* [TASKS TO CARRY OUT]
1/ For the iNaturalist passage below, decide whether each statement agrees with it: (a) Seek requires users to register an online account. (b) The mobile app lets users explore observations both nearby and around the world. (c) Seek was first released in the fall of 2018. Answer yes or no for each, quoting the deciding words from the passage.
2/ Carry on the iNaturalist passage below from its final sentence.

* [DOCUMENT PASSAGE]
+ + + + +

On the iNaturalist.org website, visitors can search the public dataset and interact with other people adding observations and identifications. The website provides tools for registered users to add, identify, and discuss observations, write journal posts, explore information about species, create project pages to recruit participation, and coordinate work on their topics of interest.

On the iNaturalist mobile app, users can create and share nature observations to the online dataset, explore observations both nearby and around the world, and learn about different species.

Seek by iNaturalist, a separate app marketed to families, requires no online account registration and all observations may remain private. Seek incorporates features of gamification, such as providing a list of nearby organisms to find and encouraging the collection of badges and participation in challenges. Seek was initially released in the spring of 2018.

+ + + + +

* [DATASET EXTRACT]

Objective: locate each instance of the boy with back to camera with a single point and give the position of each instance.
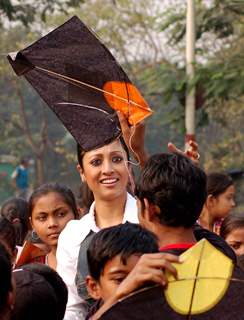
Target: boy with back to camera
(170, 196)
(121, 259)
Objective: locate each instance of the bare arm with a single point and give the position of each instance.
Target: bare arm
(135, 140)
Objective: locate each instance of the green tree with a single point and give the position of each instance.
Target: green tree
(26, 12)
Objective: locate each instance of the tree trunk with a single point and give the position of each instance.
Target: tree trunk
(190, 59)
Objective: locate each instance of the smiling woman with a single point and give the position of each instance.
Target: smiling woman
(51, 207)
(106, 171)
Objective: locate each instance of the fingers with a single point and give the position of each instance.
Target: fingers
(123, 123)
(191, 152)
(161, 261)
(173, 148)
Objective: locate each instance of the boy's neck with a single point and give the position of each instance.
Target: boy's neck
(110, 213)
(172, 235)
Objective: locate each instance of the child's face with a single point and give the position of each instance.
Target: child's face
(113, 274)
(50, 215)
(235, 240)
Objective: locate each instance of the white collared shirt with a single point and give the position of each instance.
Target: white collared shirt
(68, 251)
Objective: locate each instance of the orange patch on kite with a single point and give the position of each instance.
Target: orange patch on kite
(125, 97)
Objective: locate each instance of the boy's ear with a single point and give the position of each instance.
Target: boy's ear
(210, 201)
(150, 211)
(93, 288)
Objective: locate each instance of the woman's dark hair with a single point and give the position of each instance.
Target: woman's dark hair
(16, 211)
(176, 186)
(5, 276)
(124, 240)
(7, 234)
(217, 183)
(81, 152)
(231, 222)
(64, 192)
(40, 293)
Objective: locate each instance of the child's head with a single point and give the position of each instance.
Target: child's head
(172, 190)
(232, 230)
(16, 211)
(221, 191)
(113, 253)
(40, 293)
(51, 207)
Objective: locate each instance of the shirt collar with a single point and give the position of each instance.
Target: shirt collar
(130, 213)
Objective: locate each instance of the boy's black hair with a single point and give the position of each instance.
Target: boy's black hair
(16, 211)
(5, 276)
(124, 240)
(61, 189)
(218, 182)
(176, 186)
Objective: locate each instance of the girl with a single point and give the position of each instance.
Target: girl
(16, 211)
(51, 207)
(232, 230)
(220, 201)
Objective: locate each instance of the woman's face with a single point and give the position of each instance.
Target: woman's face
(105, 171)
(223, 203)
(235, 240)
(50, 215)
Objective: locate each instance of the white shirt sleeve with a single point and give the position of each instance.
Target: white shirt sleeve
(67, 258)
(14, 174)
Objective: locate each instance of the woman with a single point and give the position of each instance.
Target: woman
(220, 201)
(51, 207)
(105, 170)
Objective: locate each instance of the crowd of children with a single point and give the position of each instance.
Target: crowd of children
(124, 242)
(58, 261)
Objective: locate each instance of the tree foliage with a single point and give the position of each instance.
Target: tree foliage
(26, 12)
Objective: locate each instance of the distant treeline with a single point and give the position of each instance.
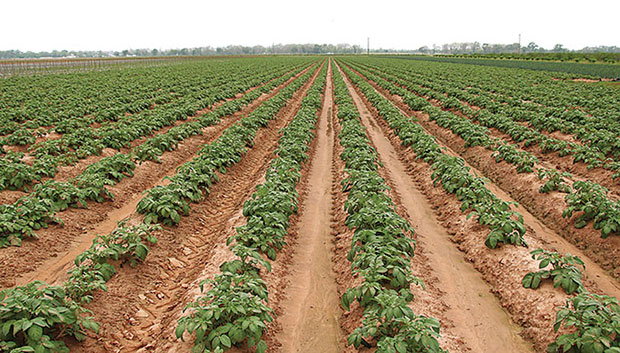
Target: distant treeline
(601, 70)
(608, 54)
(201, 51)
(570, 56)
(506, 51)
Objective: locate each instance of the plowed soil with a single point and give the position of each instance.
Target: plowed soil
(474, 292)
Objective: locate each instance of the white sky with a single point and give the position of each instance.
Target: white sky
(43, 25)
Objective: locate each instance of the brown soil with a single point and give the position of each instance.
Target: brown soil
(472, 318)
(48, 257)
(310, 310)
(502, 268)
(523, 188)
(66, 173)
(140, 309)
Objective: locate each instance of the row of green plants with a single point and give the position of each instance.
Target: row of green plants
(381, 248)
(72, 100)
(506, 226)
(587, 197)
(37, 317)
(38, 209)
(590, 320)
(234, 310)
(597, 130)
(84, 141)
(167, 203)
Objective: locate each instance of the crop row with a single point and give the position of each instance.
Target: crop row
(38, 209)
(506, 225)
(590, 320)
(234, 310)
(381, 248)
(584, 196)
(563, 69)
(84, 141)
(599, 135)
(167, 203)
(43, 101)
(35, 317)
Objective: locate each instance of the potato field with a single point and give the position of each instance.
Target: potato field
(310, 204)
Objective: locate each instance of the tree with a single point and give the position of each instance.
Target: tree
(559, 48)
(532, 47)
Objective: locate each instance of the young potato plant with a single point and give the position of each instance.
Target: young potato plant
(593, 322)
(234, 310)
(555, 181)
(395, 327)
(591, 201)
(381, 247)
(167, 203)
(125, 243)
(36, 317)
(506, 226)
(564, 271)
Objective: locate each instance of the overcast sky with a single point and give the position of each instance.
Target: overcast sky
(44, 25)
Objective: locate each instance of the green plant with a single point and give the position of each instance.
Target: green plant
(35, 318)
(555, 180)
(594, 323)
(564, 271)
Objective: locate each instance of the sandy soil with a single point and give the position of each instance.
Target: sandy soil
(150, 297)
(310, 311)
(471, 317)
(47, 258)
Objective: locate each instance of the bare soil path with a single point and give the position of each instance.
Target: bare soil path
(48, 257)
(312, 306)
(139, 311)
(475, 314)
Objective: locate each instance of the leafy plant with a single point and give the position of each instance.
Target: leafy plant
(564, 271)
(594, 322)
(36, 317)
(555, 180)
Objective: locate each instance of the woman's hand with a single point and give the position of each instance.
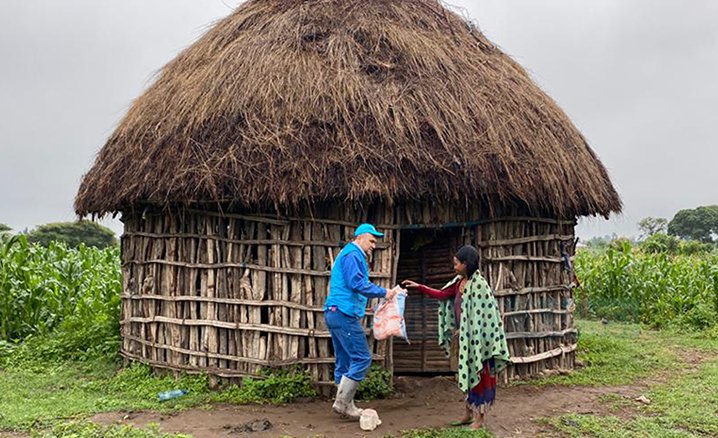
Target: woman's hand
(410, 284)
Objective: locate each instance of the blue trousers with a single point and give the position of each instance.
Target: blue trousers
(351, 350)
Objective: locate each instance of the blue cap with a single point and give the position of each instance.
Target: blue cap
(367, 228)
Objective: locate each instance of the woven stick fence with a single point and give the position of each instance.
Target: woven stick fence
(229, 294)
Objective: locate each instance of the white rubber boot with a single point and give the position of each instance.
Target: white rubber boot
(344, 402)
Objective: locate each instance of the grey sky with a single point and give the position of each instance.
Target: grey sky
(638, 77)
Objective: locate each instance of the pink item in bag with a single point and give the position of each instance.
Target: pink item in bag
(389, 318)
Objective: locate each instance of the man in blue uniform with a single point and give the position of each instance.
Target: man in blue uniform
(349, 291)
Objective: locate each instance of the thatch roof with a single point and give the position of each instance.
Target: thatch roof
(286, 101)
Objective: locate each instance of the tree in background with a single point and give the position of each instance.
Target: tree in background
(652, 225)
(695, 224)
(73, 233)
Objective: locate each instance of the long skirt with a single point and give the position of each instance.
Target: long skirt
(482, 396)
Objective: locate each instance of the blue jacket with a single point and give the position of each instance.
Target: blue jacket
(349, 287)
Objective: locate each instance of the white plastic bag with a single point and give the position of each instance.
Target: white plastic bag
(369, 419)
(389, 318)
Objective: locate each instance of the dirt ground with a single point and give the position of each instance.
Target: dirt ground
(419, 403)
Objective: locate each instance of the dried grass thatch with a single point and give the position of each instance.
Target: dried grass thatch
(287, 101)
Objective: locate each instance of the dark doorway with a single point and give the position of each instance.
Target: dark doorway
(426, 257)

+ + + + +

* [EXPECTED RESULTS]
1/
(a) No: "requires no online account registration"
(b) Yes: "explore observations both nearby and around the world"
(c) No: "Seek was initially released in the spring of 2018."

2/
== Observations ==

The iNaturalist platform is based on crowdsourcing of observations and identifications. An iNaturalist observation records a person's encounter with an individual organism at a particular time and place. An iNaturalist observation may also record evidence of an organism, such as animal tracks, nests, or scat. The scope of iNaturalist excludes natural but inert subjects such as geologic or hydrologic features. Users typically upload photos as evidence of their findings, though audio recordings are also accepted, and such evidence is not a strict requirement. Users may share observation locations publicly, "obscure" them to display a less precise location or make the locations completely private.

iNaturalist users can add identifications to each other's observations in order to confirm or improve the identification of the observation. Observations are classified as "Casual", "Needs ID" (needs identification), or "Research Grade" based on the quality of the data provided and the community identification process. Any quality of data can be downloaded from iNaturalist and "Research Grade" observations are often incorporated into other online databases such as the Global Biodiversity Information Facility and the Atlas of Living Australia.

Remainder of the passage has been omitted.